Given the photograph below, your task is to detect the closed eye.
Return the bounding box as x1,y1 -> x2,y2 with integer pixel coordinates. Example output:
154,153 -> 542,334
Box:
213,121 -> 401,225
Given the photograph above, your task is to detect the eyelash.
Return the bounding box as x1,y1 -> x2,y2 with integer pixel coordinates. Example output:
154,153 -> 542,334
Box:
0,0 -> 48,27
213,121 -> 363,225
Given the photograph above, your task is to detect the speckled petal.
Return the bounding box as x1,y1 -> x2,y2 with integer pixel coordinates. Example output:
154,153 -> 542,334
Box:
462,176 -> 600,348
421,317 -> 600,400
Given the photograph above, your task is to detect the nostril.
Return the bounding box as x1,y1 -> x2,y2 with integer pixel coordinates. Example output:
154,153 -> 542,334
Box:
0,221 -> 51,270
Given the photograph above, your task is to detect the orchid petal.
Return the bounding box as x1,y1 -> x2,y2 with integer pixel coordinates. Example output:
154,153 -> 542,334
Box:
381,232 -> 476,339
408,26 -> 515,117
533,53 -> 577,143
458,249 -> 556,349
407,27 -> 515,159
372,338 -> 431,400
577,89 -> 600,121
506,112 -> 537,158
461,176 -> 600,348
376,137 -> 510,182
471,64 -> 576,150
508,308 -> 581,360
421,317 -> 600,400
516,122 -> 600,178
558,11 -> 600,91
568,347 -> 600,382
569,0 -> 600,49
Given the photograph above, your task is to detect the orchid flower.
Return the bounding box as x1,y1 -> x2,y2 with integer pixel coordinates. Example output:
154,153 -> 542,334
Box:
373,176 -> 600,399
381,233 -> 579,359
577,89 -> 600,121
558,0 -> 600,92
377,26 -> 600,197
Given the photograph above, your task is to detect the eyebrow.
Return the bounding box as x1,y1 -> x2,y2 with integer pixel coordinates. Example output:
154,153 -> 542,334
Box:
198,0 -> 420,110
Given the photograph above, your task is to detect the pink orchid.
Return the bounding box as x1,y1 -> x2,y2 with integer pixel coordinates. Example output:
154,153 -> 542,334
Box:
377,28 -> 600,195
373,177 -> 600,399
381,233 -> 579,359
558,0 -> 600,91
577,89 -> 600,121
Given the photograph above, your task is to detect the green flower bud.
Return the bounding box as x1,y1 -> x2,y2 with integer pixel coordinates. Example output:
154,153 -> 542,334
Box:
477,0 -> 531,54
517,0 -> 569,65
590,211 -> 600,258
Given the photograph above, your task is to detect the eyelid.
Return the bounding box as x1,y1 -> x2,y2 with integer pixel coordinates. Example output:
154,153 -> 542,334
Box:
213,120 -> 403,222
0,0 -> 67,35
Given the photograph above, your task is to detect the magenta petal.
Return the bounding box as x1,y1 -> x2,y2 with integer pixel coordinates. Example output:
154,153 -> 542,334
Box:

What the task requires
Render all of the records above as a Markdown table with the columns Row and Line. Give each non-blank line its own numbered row and leave out blank lines.

Full response
| Row | Line |
|---|---|
| 1 | Given the photograph below, your task is to detect the closed eye. |
| 2 | Return the bounding box as x1,y1 -> x2,y2 with integer pixel coordinates. Example output: |
| 3 | 154,153 -> 542,334 |
| 4 | Box: |
| 5 | 213,121 -> 401,225 |
| 6 | Given the photograph above, your task is to detect the eyelash. |
| 7 | Return the bounding box as x1,y1 -> x2,y2 with integer pixel coordinates. Example output: |
| 8 | 154,153 -> 542,334 |
| 9 | Box: |
| 10 | 0,0 -> 48,27 |
| 11 | 213,121 -> 363,225 |
| 12 | Given the photograph above, your task is to detect the speckled petal. |
| 13 | Return the bounding box as x1,y1 -> x2,y2 with integer pixel coordinates. Example output: |
| 14 | 154,153 -> 542,334 |
| 15 | Box: |
| 16 | 462,176 -> 600,348 |
| 17 | 421,317 -> 600,400 |
| 18 | Given the photograph above, your task is to detect the nostril. |
| 19 | Return the bounding box as x1,y1 -> x2,y2 with integer pixel coordinates. Example output: |
| 20 | 154,153 -> 542,334 |
| 21 | Box: |
| 22 | 0,221 -> 51,270 |
| 23 | Given the photograph above, your task is to detect the orchid petal. |
| 24 | Return the bounding box as x1,y1 -> x2,y2 with integer pixel coordinates. Example output: |
| 25 | 154,153 -> 542,334 |
| 26 | Box: |
| 27 | 381,232 -> 476,339 |
| 28 | 408,26 -> 515,117 |
| 29 | 533,53 -> 577,143 |
| 30 | 458,249 -> 556,349 |
| 31 | 407,27 -> 515,159 |
| 32 | 372,338 -> 431,400 |
| 33 | 577,89 -> 600,121 |
| 34 | 506,112 -> 537,158 |
| 35 | 461,176 -> 600,348 |
| 36 | 376,137 -> 510,182 |
| 37 | 471,64 -> 576,150 |
| 38 | 508,308 -> 581,360 |
| 39 | 421,317 -> 600,400 |
| 40 | 516,122 -> 600,178 |
| 41 | 558,11 -> 600,91 |
| 42 | 568,347 -> 600,382 |
| 43 | 569,0 -> 600,49 |
| 44 | Given the photograph above, your task is to detect the orchid flower. |
| 45 | Return the bounding box as x1,y1 -> x2,y2 with integer pixel coordinates. Example output: |
| 46 | 154,153 -> 542,334 |
| 47 | Box: |
| 48 | 373,176 -> 600,399 |
| 49 | 381,233 -> 579,359 |
| 50 | 577,89 -> 600,121 |
| 51 | 558,0 -> 600,92 |
| 52 | 377,26 -> 600,197 |
| 53 | Given the photograph above, your task is to detect the eyebrow. |
| 54 | Return the bounding box as x1,y1 -> x2,y2 with integer pixel coordinates. Example output: |
| 55 | 154,153 -> 542,334 |
| 56 | Box: |
| 57 | 198,0 -> 420,110 |
| 58 | Given the photograph above, your task is to detect the pink orchid. |
| 59 | Return the bounding box as x1,y1 -> x2,y2 with integer pixel coordinates. Example output: |
| 60 | 154,153 -> 542,334 |
| 61 | Box: |
| 62 | 377,28 -> 600,195 |
| 63 | 373,177 -> 600,399 |
| 64 | 381,233 -> 579,359 |
| 65 | 558,0 -> 600,91 |
| 66 | 577,89 -> 600,121 |
| 67 | Given the photograph above, your task is to detect the green flower bud. |
| 68 | Return the bounding box as x1,y1 -> x2,y2 with integer pixel coordinates. Example output: |
| 69 | 154,153 -> 542,334 |
| 70 | Box: |
| 71 | 477,0 -> 531,54 |
| 72 | 517,0 -> 569,65 |
| 73 | 590,211 -> 600,258 |
| 74 | Given the photograph above, your task is to detect the eyelid. |
| 75 | Return the bounding box as x1,y1 -> x2,y2 with integer pixel coordinates. Example output: |
| 76 | 154,153 -> 542,334 |
| 77 | Box: |
| 78 | 213,120 -> 403,222 |
| 79 | 0,0 -> 67,35 |
| 80 | Given the photograph above, your task is to detect the magenta petal. |
| 81 | Return the bounding box as x1,y1 -> x2,y2 with integer pixel coordinates. Example output: |
| 82 | 154,153 -> 542,334 |
| 83 | Box: |